_YOUR INSTRUCTIONS_:
Report every line in the listing below where the string "building" shows up.

_RECORDS SHOWN_:
Start of Block
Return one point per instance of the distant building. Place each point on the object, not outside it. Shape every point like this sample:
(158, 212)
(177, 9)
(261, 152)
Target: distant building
End of Block
Start of Block
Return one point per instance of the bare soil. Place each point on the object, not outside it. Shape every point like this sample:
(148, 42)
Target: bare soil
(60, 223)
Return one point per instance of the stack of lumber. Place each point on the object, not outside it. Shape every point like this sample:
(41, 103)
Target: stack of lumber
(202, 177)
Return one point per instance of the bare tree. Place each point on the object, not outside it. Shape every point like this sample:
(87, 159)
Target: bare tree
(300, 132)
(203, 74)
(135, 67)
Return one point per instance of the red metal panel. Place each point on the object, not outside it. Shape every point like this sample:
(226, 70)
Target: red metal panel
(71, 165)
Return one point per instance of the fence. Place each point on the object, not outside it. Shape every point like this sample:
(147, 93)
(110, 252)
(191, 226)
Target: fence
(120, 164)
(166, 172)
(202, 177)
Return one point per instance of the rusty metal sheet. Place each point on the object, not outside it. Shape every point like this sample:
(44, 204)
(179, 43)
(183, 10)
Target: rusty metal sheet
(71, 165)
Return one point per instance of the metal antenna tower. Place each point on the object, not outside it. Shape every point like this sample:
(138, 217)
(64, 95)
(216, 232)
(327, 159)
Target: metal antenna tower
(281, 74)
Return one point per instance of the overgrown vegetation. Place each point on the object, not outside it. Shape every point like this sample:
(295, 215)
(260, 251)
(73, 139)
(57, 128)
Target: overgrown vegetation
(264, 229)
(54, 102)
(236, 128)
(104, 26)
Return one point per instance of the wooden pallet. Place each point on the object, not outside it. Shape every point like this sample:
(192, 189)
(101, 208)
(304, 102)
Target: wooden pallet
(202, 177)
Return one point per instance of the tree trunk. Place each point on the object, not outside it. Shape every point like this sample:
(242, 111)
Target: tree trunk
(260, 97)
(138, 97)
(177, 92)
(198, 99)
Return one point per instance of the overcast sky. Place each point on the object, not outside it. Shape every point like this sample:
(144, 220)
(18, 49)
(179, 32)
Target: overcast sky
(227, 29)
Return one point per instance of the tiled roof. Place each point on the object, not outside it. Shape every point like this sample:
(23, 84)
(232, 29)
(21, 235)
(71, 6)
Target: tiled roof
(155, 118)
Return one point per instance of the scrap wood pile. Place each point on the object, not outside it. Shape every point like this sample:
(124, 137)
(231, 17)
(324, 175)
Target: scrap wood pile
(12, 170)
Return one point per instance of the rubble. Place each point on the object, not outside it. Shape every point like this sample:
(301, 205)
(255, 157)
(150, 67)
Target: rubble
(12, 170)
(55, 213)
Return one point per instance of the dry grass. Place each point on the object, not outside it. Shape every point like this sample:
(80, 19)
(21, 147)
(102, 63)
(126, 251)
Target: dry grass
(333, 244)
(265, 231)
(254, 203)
End of Block
_OUTPUT BELOW_:
Return one point per instance of the distant building. Place each point on the object, not outside it. Shape every point like this sample:
Target: distant building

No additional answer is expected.